Until now banks in India have been pursuing the policy of “bail-outs”, that is, saving the corporate financiers like Ambanis, Adanis, Essars, etc., by writing off their loans to banks. On the contrary, a bail-in is the reverse of bail-out in which the banks save themselves by grabbing the hard-earned deposits of customers which will further enable the banks to carry on the process of writing off corporate debts ad infinitum and adding to the coffers of the billionaires.

Simply speaking, with the forcible takeover of people’s money by corporate-controlled banks, bail-in is an indirect way of uninterrupted financing of the corporate thugs whose debts to banks euphemistically called “non-performing assets” (NPAs) have reached around 15 lakh crore as of now. Ironically, the news on this bail-in bomb began exactly on November 8, 2017, the first anniversary of Modi’s carpet bombing on Indian people started since November 8, 2016 in the form of Demonetization.

As per the bail-in clause in the FRDI Bill, banks which are at risk due to the periodic repudiation of huge amounts of corporate loans and utter mismanagement can change the structure of their liabilities and rescue themselves by forcibly taking the cash deposited by people. In exchange of cash taken, banks may issue bonds and shares in return which will be locked for years and can therefore be redeemed only after a fixed period of time. Bail-in is an arch-reactionary neoliberal program which the IMF started advocating since the global collapse of banking system in the context of the world-wide ballooning of the speculative bubble and economic slow-down that started in 2007-08 with its origins in the US “sub-prime crisis” and then in the “sovereign debt crisis” of European Union (EU). Since 2008, imperialist powers such as US, EU, China and Japan in the name of “quantitative easing” etc., have pumped trillions worth of public money to banks and finance corporations for bailing them out. More or less similar methods were pursued by other countries also according to their concrete situations.

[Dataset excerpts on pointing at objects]
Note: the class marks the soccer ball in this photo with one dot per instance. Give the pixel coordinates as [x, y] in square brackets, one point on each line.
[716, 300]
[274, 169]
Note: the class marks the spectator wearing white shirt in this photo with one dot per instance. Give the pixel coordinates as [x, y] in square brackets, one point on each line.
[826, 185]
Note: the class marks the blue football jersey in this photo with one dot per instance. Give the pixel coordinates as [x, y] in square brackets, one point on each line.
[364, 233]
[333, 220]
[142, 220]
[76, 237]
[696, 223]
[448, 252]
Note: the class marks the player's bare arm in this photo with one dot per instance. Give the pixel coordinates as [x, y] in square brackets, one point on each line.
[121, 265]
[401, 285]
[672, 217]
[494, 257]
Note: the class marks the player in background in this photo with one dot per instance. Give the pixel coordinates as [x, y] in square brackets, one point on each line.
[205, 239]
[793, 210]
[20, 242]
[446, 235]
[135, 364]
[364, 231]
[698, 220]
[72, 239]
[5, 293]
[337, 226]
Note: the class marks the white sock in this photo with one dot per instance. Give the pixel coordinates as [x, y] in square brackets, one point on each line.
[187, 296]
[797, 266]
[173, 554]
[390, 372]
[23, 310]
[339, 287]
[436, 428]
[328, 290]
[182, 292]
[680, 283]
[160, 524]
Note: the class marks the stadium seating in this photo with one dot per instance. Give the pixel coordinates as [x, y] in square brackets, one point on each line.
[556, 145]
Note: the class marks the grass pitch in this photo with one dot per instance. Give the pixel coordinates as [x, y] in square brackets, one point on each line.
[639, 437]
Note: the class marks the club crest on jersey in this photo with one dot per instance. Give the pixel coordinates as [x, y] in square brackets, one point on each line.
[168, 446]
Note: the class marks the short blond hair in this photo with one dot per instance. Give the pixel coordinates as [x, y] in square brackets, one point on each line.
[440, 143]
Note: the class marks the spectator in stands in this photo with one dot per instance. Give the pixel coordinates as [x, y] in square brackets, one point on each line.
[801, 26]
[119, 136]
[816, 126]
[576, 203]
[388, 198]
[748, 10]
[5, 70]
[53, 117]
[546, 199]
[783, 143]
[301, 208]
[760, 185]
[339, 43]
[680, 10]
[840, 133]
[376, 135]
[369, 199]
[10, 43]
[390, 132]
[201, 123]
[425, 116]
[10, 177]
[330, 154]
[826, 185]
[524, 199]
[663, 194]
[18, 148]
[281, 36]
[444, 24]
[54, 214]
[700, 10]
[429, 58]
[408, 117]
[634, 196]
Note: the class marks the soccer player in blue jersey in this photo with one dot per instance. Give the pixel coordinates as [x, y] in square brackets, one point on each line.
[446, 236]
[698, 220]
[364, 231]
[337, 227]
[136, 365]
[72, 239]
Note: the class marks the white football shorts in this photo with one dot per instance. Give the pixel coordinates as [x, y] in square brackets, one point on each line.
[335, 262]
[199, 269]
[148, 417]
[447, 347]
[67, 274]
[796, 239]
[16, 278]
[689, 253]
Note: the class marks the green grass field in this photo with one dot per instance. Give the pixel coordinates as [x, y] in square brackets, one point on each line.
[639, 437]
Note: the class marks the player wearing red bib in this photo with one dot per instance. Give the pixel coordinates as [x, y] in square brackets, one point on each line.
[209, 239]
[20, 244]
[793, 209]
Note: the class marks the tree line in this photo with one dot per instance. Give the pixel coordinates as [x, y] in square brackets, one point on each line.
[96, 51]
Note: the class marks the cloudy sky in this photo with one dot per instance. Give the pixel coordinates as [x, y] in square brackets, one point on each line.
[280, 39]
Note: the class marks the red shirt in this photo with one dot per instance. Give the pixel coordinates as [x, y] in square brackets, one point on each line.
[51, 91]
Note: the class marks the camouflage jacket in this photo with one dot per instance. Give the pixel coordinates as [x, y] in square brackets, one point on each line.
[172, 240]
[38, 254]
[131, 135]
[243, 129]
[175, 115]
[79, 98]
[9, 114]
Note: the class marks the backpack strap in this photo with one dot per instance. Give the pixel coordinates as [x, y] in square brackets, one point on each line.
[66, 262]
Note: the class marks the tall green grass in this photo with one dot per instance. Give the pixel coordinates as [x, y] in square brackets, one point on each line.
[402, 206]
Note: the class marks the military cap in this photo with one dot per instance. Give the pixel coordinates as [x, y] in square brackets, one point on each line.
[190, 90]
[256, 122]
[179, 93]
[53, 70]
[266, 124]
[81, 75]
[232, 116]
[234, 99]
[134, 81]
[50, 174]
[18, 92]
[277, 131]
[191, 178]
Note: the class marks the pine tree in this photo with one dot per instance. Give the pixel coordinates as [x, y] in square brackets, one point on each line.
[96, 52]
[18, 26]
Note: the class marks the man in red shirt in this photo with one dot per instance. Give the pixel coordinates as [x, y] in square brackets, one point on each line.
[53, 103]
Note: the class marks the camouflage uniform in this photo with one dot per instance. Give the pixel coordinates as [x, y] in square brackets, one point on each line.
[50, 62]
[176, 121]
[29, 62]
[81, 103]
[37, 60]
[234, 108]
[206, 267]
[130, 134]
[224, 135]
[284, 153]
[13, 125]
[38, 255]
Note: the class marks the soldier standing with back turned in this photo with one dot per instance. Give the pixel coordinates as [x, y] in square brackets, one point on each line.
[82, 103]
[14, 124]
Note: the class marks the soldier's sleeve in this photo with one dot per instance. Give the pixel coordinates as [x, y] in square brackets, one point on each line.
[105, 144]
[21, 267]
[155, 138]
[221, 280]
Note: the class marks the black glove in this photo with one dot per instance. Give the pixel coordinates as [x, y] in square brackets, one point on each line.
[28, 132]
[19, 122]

▸ **Required tasks**:
A) Pull out every line of the rows that contains the word "jersey".
B) Please carry on the article on bank bail-ins from the point where it stops.
The rows have nothing to do with the article on bank bail-ins.

▸ **Task responses**:
A)
Note: the class marks the blue football jersey in this photo with one dot per instance. Give the pixel coordinates as [x, y] in square brackets, one point on each line.
Note: the class marks the club crest on jersey in this photo with one dot per instance. Give the pixel coordinates as [x, y] in square brackets, one point on each line.
Note: the class marks the soccer player in blue jersey in this photo with one dot per instance. Give the pixel coordinates as [x, y] in square brackets, one point on each line.

B)
For instance, in 2011, Denmark felt the severity of this banking and financial crisis in its acute form. The government responded to the consequent financial breakdown through a “multi-phased bank package program” including a legal framework for various safety nets to ordinary customers. Among other things, the so called “bail-in” was an item that first appeared then by which the burden of adjustment was put primarily on the shoulders of big debt holders. This got wide attention in several European countries. Following this, the IMF reformulated the concept by dragging all customers in to the bail-in program along with appropriate bail-out programs for appeasing corporate financiers. It was since 2012 that IMF documents formally adopted the bail-in as a policy.

Meanwhile, Cyprus, a small country situated in the eastern coast of Mediterranean that witnessed a total breakdown of its banking system in 2013 on account of neoliberal policies became the first testing ground for the IMF’s bail-in program. IMF intervened in the opportune time and as part of its “structural adjustment program”, banks were instructed to deny peoples’ access to their hard-earned life-savings deposited in banks and at the behest of IMF the Cyprus government denied guarantee and refused to step in even as resorting to usual methods of bail-out for corporate financiers.

What followed was a ‘legal theft’ of people’s savings such that more than 60 percent of the depositors’ money went into the coffers of banks and corporate financiers, and the whole program was a disaster for the country. While the bail-in Denmark was not a super-imposed one and was guided by bourgeois national interests with a coherent legal framework that kept an appropriate balance between the rights of depositors and public interest, the IMF’s neoliberal advocacy “from a bail-out to bail-in” as tested in Cyprus turned out to be an attack on the people.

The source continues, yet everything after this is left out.